*TASKS TO PERFORM*:
1 – In the passage about Rand and the women he loves, do these statements agree with the text? (a) Aviendha first appears in book 3. (b) Rand falls for Aviendha faster than he falls for Elayne or Min. (c) The title Car’a’carn means "chief of chiefs." Answer yes or no for each and quote the words that decide it.
2 – According to the passage about Rand and the women he loves, which qualities in Aviendha can Rand not help admiring? List every one.
3 – In the passage about Rand and the women he loves, where do the Aiel live?

It also helps that Min is at Rand’s side for quite literally the entire rest of the series. Where he goes, she goes. He wants to push her away, he desperately wants to keep her from getting hurt, but he can’t bring himself to. In part because he didn’t embrace the Love at First Sight initially, once he gets a taste, he never wants to let it go. And because Min has run from this for so long, once she’s with him, she realizes how stupid she was for avoiding it. She doesn’t beat herself up for it because she wasn’t ready yet when they first met, but having accepted her fate of loving this man, she finds happiness at his side. It’s honestly really beautiful.

And then, oh good golly, then there’s Aviendha.

So, context: Rand, who was adopted at birth, is ethnically one of the Aiel, the nomadic, Fremen-esque warriors who live in the continent’s northern wastelands. Part of his destiny is to unite the disparate Aiel clans under the banner of the Dragon and take his place as their messiah, the Car’a’carn (literally ‘chief of chiefs’). We first meet Aviendha in book 3, and she quickly buddies up to Elayne. The two become VERY close very quickly, even as Elayne starts to get with Rand. And Aviendha, initially, HATES Rand.

She hates how he’s an Aiel who doesn’t know anything of his people but is supposed to lead them; she hates how he wants to protect every woman he meets while barely understanding anything about them; she hates his old-fashioned, sheltered country boy schtick; she hates how he makes moon-eyes at Min and Lanfear when he’s supposed to be committed to Elayne (even as she and Elayne progress to a point where they’re sharing a bed and taking baths together; read into that as much as you want- I certainly do); she hates his stupid, handsome face and stupid, broad shoulders and stupid six-pack abs; she hates how he she’s assigned by her clan’s wise women to teach him the ways of their people and to guard his room every night; she hates how he brings a blanket for her every night and gives her fancy jewelry presents for no reason and is constantly going out of his way to be nice to her even when she insults him every time they talk.

Methinks the lady doth protest too much.

Rand doesn’t get it. He genuinely thinks she hates him, even though he can’t help but admire her strength, her prowess, her passion, her fire, her wild beauty. He dreams about her, just like Elayne and Min. And he hates how he wants her, because he’s still trying to stay monogamous for Elayne (even though, and I really cannot emphasize this enough, Aviendha and Elayne have so much sapphic subtext it frankly goes way over the line from queer-baiting into the realm of ‘this is as much as they could get away with showing in the 90s’). But he does fall for her, even if it takes a lot longer with her then it does with Elayne or Min. He doesn’t fall in love at first sight… But she does.

And it INFURIATES her.

*ENTRIES SUPPLIED*:
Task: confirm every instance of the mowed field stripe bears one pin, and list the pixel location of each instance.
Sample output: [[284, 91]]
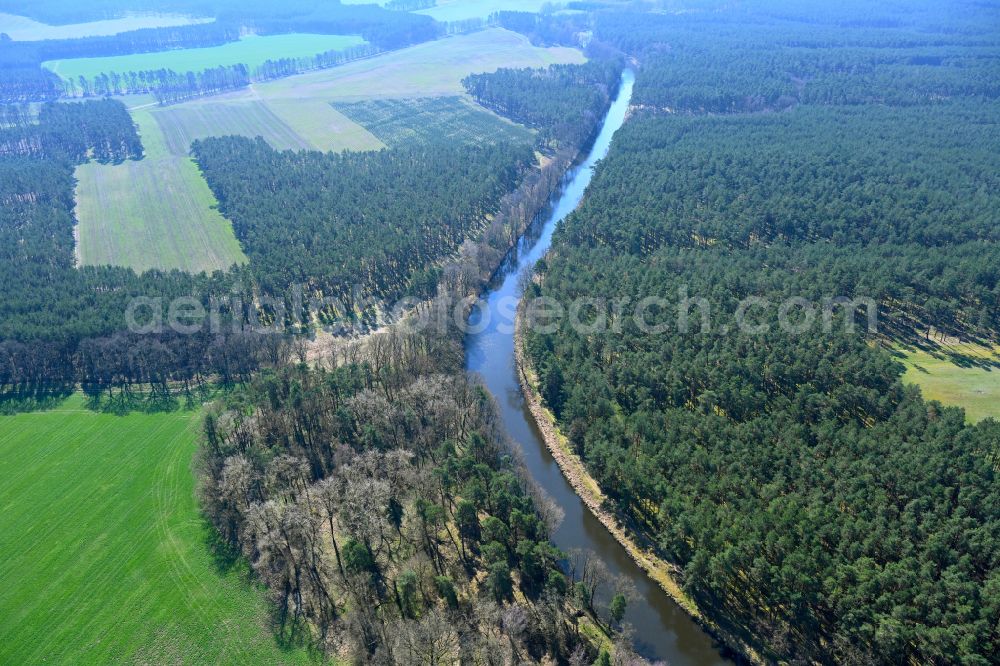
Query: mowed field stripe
[[182, 124], [157, 212]]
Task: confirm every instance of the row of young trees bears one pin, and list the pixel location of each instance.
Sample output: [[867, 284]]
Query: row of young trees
[[816, 506], [62, 326], [169, 86], [22, 78], [101, 130]]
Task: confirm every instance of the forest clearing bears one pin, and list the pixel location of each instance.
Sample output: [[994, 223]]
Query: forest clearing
[[156, 212], [964, 375]]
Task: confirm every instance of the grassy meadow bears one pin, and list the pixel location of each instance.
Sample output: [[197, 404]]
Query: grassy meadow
[[183, 123], [22, 28], [157, 212], [296, 112], [961, 374], [105, 555], [425, 119], [458, 10], [251, 51]]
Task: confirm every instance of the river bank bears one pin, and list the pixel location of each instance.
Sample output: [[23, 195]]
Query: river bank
[[587, 489]]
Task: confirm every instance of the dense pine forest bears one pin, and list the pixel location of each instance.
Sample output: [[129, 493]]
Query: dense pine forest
[[355, 221], [564, 102], [820, 509]]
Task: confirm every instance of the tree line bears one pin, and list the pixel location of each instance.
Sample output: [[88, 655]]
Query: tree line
[[379, 501], [371, 220], [23, 79]]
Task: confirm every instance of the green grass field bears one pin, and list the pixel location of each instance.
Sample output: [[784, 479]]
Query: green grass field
[[297, 112], [22, 28], [457, 10], [157, 212], [425, 70], [251, 51], [398, 121], [965, 375], [105, 556]]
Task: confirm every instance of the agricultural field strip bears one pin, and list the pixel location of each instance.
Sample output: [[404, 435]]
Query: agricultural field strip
[[974, 385], [302, 102], [103, 530], [22, 28], [396, 121], [154, 213]]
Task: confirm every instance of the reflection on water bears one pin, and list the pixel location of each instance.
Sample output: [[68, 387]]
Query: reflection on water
[[662, 629]]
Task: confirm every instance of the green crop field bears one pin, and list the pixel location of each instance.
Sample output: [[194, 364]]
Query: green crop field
[[105, 556], [251, 51], [966, 375], [182, 124], [425, 70], [457, 10], [22, 28], [157, 212], [300, 106], [396, 121]]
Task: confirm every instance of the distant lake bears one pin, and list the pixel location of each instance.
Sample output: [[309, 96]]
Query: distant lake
[[251, 51], [22, 28]]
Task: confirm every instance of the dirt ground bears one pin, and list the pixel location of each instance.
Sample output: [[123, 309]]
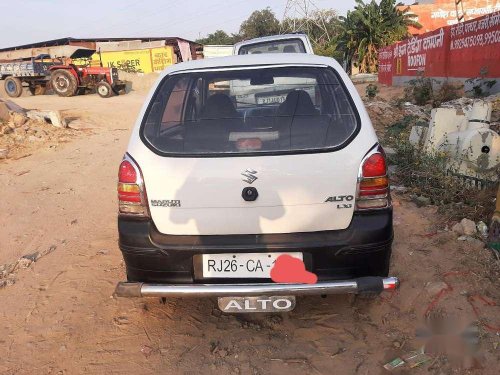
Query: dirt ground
[[59, 316]]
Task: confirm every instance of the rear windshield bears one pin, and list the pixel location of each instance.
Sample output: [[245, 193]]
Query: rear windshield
[[265, 110], [278, 46]]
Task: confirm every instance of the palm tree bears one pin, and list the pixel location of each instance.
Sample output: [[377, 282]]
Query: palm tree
[[369, 27]]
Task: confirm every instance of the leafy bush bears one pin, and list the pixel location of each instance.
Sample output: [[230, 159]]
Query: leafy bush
[[426, 174], [371, 91], [419, 90], [481, 86], [445, 93]]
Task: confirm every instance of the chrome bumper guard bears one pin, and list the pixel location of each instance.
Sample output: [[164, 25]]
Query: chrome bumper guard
[[361, 285]]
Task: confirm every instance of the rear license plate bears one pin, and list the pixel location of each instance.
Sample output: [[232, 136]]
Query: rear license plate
[[241, 265], [256, 304], [271, 99]]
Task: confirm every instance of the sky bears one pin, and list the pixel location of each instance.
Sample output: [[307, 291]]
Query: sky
[[30, 21]]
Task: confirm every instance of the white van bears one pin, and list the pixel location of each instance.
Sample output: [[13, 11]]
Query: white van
[[285, 43], [216, 189]]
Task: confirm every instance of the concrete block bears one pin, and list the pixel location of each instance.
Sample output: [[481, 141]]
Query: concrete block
[[52, 117]]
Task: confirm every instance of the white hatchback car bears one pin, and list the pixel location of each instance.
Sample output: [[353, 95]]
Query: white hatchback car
[[236, 162]]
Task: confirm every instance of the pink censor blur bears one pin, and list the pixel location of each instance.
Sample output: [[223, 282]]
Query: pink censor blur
[[288, 269]]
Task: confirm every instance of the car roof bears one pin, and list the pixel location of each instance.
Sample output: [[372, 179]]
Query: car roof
[[272, 38], [253, 60]]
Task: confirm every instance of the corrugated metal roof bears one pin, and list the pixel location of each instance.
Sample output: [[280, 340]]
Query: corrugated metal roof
[[65, 41]]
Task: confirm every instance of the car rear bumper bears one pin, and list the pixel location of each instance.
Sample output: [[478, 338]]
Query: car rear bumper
[[355, 286], [363, 249]]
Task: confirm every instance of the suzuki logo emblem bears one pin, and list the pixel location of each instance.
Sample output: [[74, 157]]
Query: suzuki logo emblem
[[250, 176]]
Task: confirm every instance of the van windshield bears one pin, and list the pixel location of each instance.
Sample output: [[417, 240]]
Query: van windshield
[[242, 111], [276, 46]]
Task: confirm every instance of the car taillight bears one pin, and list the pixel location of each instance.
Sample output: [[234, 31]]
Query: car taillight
[[132, 199], [373, 183]]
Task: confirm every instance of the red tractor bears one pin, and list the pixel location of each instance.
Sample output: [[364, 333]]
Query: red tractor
[[61, 75], [68, 80]]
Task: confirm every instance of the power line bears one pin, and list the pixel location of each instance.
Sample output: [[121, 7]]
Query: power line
[[304, 16]]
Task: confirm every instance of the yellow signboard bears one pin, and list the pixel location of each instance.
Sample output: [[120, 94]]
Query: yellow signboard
[[162, 57], [137, 61]]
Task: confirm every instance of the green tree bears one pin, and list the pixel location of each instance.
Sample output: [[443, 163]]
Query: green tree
[[218, 37], [369, 27], [260, 23]]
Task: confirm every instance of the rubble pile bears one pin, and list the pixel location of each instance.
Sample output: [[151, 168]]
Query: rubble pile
[[465, 104], [21, 131], [385, 113]]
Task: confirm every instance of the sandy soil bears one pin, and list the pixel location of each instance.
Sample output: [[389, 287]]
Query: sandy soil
[[59, 316]]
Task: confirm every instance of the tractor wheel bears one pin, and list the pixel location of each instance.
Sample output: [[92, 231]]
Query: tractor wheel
[[38, 89], [63, 83], [13, 87], [104, 89]]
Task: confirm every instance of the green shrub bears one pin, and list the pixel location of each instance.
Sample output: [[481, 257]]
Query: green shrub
[[371, 91], [419, 90], [481, 86], [426, 174], [445, 93]]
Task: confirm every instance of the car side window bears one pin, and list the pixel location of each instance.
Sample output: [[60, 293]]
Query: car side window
[[172, 115]]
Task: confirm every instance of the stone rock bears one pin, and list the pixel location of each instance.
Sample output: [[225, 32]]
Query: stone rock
[[24, 263], [389, 151], [469, 227], [53, 117], [434, 287], [6, 129], [81, 125], [473, 242], [422, 201], [18, 119], [399, 189], [458, 229], [33, 257], [482, 228], [4, 112]]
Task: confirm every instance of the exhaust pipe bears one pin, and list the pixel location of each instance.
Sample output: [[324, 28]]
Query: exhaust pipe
[[360, 285]]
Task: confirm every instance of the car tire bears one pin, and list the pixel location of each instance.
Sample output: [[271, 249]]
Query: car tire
[[13, 87], [63, 83], [38, 89], [104, 89]]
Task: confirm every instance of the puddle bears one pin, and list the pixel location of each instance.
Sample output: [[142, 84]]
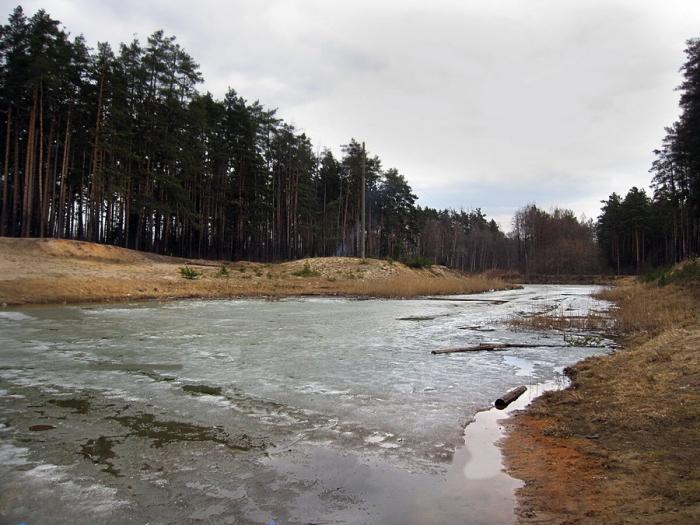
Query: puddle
[[100, 451], [166, 432], [80, 406]]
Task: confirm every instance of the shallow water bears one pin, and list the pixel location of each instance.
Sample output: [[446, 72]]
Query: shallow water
[[301, 410]]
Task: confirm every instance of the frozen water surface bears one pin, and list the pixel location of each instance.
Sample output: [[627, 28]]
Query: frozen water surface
[[301, 410]]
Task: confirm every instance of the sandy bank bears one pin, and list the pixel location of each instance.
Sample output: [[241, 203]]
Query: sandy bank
[[56, 271]]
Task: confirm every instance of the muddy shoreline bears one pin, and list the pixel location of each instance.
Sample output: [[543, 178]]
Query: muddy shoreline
[[620, 444]]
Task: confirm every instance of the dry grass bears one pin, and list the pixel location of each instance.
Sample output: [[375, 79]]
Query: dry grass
[[56, 271], [650, 309], [639, 309], [623, 440], [591, 322], [417, 285]]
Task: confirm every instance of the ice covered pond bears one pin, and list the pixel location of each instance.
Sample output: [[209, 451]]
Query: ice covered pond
[[309, 410]]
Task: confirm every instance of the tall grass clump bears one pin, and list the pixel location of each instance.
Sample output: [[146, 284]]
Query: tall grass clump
[[417, 261], [189, 273], [306, 271], [413, 286], [648, 308]]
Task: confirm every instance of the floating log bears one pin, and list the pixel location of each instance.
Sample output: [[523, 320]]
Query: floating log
[[478, 348], [485, 347], [507, 398]]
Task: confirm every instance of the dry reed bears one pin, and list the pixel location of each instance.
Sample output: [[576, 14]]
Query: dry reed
[[418, 285], [648, 308]]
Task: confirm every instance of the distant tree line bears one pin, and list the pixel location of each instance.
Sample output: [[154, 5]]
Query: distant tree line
[[119, 147], [637, 231]]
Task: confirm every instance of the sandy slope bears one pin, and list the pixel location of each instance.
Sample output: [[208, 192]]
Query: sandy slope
[[55, 271]]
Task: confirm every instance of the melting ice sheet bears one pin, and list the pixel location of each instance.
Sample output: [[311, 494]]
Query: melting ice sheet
[[301, 410]]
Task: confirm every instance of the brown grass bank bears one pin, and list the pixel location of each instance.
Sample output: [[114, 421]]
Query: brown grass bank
[[57, 271], [621, 444]]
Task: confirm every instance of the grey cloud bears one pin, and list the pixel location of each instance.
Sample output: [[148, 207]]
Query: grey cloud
[[561, 100]]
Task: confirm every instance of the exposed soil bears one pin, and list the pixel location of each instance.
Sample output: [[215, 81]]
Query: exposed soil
[[621, 444], [57, 271]]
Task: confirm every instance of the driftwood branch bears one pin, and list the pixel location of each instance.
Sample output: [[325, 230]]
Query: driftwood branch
[[495, 347], [507, 398]]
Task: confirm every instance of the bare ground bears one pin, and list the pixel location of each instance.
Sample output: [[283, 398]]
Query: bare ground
[[621, 444], [58, 271]]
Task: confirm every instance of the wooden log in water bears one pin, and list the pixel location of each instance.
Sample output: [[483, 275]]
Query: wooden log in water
[[507, 398], [485, 347], [477, 348]]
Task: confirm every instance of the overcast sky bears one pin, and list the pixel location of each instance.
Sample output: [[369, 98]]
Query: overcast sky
[[492, 104]]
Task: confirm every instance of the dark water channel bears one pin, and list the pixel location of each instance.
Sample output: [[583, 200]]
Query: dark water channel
[[246, 411]]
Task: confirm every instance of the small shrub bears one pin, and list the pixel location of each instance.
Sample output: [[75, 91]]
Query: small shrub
[[417, 261], [306, 271], [189, 273]]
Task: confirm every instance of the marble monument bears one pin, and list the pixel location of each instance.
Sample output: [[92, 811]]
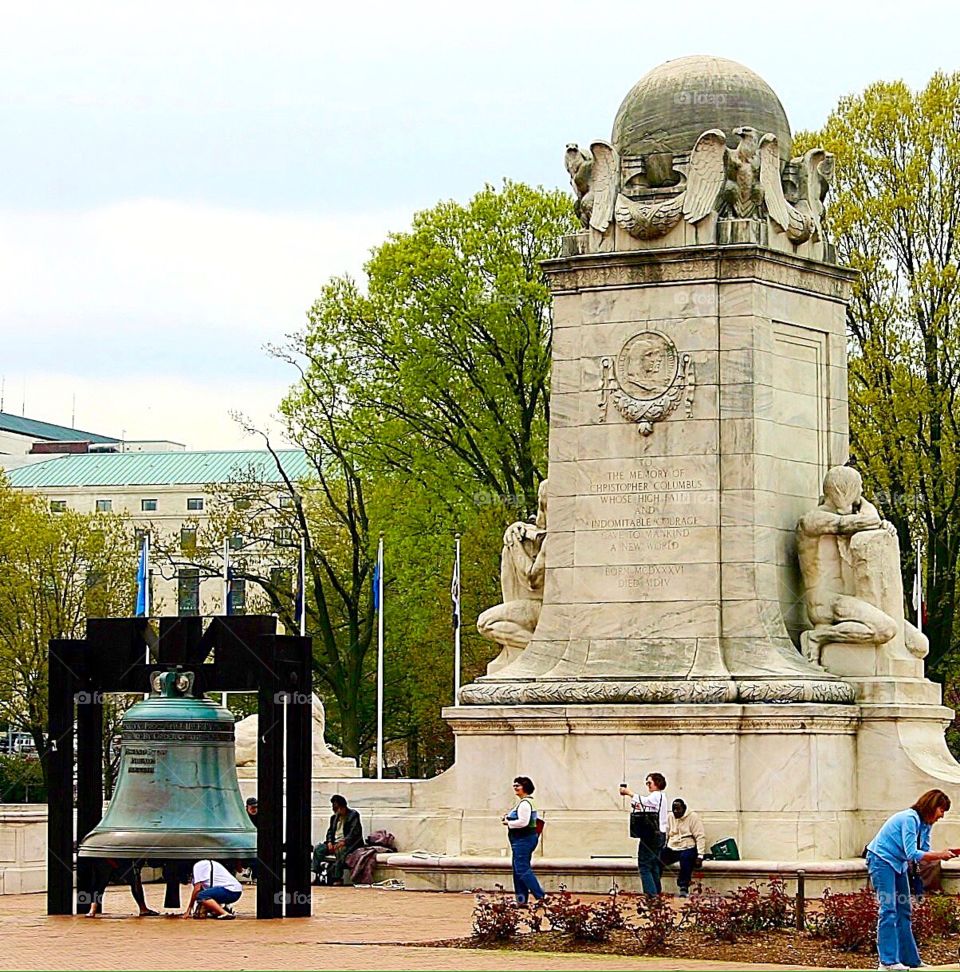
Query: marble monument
[[325, 762], [678, 618]]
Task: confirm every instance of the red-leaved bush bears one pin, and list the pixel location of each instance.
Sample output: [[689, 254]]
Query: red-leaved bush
[[849, 920], [496, 917], [745, 909], [658, 921], [583, 921]]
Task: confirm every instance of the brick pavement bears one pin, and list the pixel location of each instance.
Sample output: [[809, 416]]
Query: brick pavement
[[352, 928]]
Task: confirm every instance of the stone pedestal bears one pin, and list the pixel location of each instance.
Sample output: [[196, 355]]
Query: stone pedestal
[[671, 568]]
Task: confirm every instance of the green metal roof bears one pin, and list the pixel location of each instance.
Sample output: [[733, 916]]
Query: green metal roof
[[157, 468], [47, 430]]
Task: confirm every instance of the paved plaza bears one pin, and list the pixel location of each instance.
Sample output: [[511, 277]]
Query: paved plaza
[[352, 928]]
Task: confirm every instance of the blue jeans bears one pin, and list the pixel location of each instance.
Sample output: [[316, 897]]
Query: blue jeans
[[648, 864], [895, 942], [219, 894], [524, 880]]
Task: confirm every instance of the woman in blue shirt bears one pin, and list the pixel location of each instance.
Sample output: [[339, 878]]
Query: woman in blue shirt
[[903, 840]]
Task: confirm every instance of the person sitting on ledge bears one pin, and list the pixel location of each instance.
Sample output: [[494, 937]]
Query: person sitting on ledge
[[686, 843], [344, 835]]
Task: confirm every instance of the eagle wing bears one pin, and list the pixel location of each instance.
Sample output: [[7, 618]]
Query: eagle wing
[[777, 205], [605, 183], [705, 175]]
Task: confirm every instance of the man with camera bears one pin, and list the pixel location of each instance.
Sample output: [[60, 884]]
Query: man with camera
[[648, 823]]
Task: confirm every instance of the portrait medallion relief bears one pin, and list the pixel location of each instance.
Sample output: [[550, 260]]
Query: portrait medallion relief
[[647, 380], [647, 365]]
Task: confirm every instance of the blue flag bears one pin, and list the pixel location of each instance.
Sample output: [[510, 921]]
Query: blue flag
[[298, 596], [143, 578], [229, 605]]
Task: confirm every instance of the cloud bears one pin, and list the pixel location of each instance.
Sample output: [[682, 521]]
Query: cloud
[[155, 313], [196, 414]]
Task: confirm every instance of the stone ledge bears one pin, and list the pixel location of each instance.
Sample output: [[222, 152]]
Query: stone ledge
[[597, 874]]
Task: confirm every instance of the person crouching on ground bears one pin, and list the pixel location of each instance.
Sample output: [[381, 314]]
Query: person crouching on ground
[[521, 824], [686, 843], [215, 889], [903, 839]]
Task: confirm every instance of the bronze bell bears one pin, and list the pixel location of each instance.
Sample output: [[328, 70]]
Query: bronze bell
[[177, 794]]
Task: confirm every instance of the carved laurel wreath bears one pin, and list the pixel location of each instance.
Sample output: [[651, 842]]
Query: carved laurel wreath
[[649, 391]]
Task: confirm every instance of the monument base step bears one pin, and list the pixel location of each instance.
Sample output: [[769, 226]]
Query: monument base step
[[596, 875]]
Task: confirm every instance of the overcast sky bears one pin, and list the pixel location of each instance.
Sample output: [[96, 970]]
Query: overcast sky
[[178, 180]]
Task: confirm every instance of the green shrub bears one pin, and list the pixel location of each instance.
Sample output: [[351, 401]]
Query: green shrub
[[21, 779]]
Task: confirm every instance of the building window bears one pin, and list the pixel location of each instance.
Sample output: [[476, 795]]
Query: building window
[[188, 592], [238, 596], [281, 579], [188, 540]]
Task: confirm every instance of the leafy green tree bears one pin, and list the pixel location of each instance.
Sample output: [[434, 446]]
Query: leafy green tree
[[444, 358], [895, 214], [56, 570], [422, 403]]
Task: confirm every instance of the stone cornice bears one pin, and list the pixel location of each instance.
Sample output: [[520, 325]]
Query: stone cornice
[[674, 719], [713, 264]]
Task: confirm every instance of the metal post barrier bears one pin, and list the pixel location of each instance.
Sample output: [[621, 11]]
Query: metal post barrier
[[801, 901]]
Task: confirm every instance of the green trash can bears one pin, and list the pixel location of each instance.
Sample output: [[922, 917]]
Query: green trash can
[[725, 850]]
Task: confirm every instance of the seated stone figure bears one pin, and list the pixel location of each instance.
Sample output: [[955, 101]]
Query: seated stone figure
[[850, 560], [522, 565]]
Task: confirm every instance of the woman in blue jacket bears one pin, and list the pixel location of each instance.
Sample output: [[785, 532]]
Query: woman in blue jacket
[[903, 840]]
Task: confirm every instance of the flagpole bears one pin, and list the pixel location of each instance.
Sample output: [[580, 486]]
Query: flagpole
[[303, 586], [146, 576], [380, 659], [456, 631], [919, 589], [226, 576]]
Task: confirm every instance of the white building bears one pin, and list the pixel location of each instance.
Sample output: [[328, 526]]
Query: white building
[[167, 493]]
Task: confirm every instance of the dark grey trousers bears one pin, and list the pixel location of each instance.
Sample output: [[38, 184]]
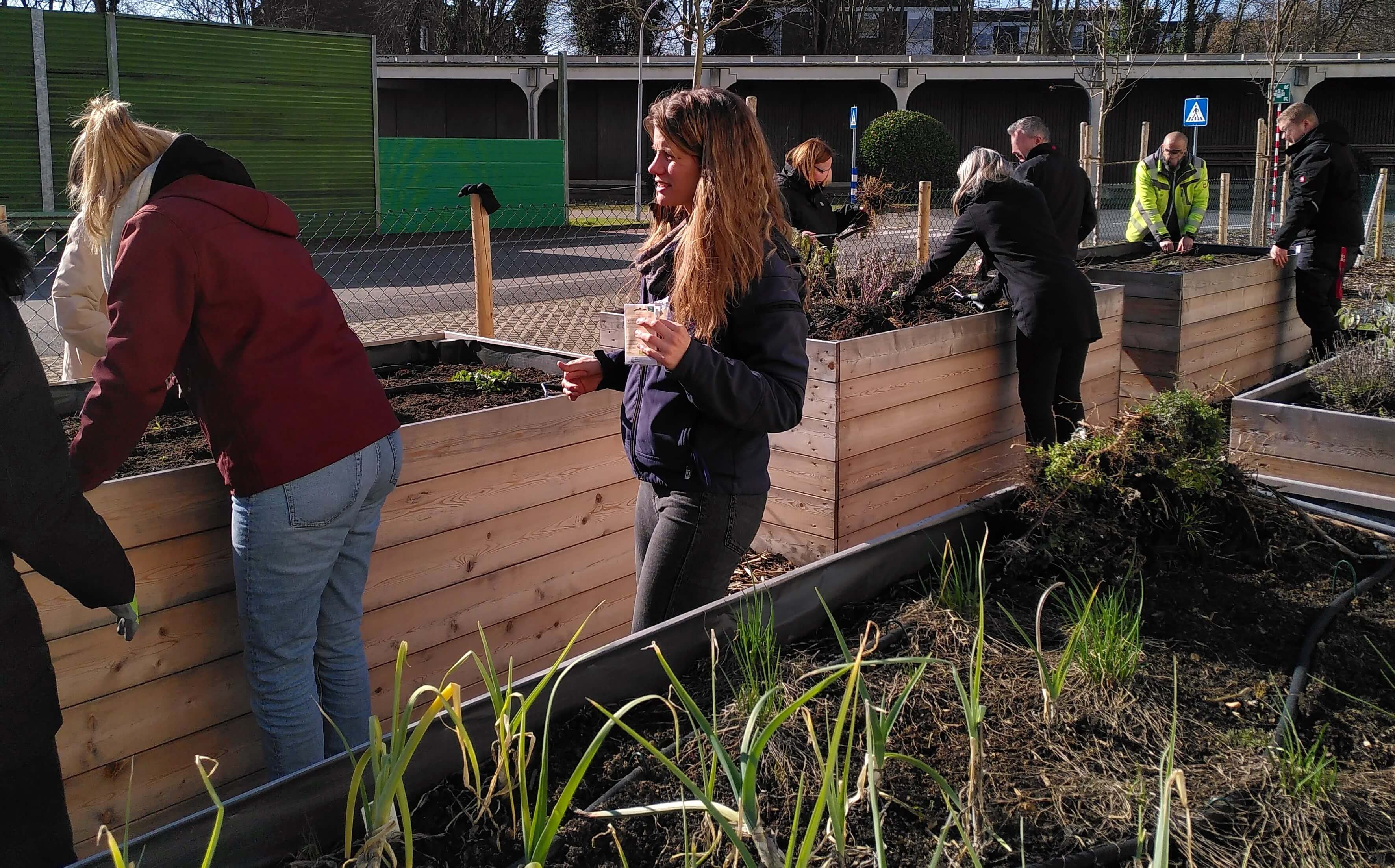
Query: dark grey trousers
[[687, 545]]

*OUTPUTS FOR THE TASKS*:
1 –
(a) Yes: "We first meet Aviendha in book 3"
(b) No: "even if it takes a lot longer with her"
(c) Yes: "the Car’a’carn (literally ‘chief of chiefs’)"

2 – strength, prowess, passion, fire, wild beauty

3 – In the continent’s northern wastelands.